(Saved entries)

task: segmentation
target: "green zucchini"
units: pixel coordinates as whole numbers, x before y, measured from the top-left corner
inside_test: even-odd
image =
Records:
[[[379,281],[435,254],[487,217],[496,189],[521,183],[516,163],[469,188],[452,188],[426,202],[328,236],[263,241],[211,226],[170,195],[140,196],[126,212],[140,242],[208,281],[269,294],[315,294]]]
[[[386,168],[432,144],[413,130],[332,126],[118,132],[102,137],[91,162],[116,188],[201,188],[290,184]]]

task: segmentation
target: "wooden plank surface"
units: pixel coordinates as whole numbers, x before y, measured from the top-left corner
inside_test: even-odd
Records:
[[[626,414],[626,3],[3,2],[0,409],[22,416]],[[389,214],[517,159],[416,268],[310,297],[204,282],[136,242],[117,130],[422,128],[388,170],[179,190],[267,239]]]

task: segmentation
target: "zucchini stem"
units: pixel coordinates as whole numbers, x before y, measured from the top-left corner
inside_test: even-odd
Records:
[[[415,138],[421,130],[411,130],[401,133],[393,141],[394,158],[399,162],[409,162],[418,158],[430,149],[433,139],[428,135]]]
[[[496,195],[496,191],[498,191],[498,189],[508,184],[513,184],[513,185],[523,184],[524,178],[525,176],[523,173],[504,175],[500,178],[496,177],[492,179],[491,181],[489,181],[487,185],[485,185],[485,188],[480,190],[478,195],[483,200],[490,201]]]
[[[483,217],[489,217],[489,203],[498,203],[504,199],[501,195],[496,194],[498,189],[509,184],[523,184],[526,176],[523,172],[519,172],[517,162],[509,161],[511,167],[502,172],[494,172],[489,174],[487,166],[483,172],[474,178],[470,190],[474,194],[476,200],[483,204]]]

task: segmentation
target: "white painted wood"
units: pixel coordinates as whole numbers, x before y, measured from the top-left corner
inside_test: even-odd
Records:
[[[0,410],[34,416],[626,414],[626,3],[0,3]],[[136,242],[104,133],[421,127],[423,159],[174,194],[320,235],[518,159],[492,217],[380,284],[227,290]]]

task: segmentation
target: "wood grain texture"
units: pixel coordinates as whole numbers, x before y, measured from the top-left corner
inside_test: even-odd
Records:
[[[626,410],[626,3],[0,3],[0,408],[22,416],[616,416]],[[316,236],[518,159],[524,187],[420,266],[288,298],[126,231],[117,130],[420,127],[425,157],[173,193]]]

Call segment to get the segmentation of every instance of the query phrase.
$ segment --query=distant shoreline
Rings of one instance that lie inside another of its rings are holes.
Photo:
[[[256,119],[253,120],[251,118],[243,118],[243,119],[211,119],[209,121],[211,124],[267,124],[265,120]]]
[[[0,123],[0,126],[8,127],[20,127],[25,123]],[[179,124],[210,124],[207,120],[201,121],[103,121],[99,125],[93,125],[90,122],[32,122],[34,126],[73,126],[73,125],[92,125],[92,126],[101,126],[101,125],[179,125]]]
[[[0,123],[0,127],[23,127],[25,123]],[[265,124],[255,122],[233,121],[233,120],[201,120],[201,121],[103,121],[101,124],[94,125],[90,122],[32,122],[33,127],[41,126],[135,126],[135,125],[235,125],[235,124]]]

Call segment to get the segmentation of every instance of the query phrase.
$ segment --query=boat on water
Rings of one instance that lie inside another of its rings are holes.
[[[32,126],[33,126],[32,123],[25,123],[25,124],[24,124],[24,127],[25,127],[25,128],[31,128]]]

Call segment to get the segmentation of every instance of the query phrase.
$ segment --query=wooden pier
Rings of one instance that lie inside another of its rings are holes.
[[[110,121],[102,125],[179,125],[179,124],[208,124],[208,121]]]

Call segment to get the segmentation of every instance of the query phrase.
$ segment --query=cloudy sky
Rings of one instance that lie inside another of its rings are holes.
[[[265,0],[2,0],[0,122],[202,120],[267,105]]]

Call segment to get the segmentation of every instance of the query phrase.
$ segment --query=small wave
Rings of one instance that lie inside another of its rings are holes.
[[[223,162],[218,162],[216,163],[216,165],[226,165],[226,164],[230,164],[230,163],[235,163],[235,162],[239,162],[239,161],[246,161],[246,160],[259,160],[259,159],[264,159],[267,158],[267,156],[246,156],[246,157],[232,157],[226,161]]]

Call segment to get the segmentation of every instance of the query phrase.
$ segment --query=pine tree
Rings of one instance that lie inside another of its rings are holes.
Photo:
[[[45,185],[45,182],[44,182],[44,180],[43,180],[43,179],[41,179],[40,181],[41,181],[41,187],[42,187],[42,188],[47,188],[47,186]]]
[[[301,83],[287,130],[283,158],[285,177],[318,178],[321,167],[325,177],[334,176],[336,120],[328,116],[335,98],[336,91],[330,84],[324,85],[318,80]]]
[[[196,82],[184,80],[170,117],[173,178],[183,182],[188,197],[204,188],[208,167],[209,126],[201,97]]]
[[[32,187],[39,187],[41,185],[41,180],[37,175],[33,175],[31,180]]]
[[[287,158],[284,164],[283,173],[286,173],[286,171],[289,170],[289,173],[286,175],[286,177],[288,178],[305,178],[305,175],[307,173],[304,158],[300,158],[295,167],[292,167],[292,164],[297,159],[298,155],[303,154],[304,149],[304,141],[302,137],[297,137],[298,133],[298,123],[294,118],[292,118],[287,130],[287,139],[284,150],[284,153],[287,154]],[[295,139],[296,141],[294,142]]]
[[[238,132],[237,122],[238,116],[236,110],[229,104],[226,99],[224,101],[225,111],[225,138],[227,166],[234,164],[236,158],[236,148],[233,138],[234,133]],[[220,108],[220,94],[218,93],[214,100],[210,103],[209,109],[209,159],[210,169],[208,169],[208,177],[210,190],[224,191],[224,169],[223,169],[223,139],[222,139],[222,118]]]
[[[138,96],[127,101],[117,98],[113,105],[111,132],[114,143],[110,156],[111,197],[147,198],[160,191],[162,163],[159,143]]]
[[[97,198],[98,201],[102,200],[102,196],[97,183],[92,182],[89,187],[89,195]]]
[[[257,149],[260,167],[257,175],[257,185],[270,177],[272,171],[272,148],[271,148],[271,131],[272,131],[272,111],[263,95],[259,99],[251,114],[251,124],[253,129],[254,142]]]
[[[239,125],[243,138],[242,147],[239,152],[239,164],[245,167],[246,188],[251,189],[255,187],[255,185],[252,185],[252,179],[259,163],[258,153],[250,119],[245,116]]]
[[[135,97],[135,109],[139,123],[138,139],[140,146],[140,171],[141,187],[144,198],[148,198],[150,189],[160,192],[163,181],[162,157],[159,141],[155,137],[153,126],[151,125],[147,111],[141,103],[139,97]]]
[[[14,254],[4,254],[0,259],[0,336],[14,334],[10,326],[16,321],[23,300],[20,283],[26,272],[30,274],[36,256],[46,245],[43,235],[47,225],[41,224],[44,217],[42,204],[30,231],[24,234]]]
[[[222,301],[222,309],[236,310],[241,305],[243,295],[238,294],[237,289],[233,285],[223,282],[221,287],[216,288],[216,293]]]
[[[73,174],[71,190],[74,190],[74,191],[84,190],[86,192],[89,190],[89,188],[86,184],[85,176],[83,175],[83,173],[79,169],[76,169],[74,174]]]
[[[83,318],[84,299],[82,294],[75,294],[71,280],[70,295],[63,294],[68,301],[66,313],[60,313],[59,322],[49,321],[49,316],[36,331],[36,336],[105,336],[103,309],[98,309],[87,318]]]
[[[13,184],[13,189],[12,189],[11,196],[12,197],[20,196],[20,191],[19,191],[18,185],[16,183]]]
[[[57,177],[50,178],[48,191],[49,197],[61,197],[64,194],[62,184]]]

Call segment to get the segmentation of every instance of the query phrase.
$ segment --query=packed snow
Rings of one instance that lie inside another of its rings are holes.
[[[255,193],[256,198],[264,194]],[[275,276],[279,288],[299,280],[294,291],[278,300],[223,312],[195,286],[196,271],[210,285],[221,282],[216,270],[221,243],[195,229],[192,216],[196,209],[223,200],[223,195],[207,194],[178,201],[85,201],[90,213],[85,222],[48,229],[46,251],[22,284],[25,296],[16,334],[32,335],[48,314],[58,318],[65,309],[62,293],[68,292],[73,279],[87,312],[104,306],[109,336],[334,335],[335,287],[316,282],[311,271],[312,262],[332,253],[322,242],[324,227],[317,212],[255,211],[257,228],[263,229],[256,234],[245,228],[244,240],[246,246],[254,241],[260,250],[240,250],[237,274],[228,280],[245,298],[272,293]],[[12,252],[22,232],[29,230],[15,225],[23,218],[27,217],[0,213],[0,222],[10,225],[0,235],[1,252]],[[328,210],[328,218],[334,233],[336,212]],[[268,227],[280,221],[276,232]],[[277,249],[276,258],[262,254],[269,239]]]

# [Exercise description]
Return each line above where the word "zucchini" shows up.

# [Solution]
target: "green zucchini"
target: "zucchini stem"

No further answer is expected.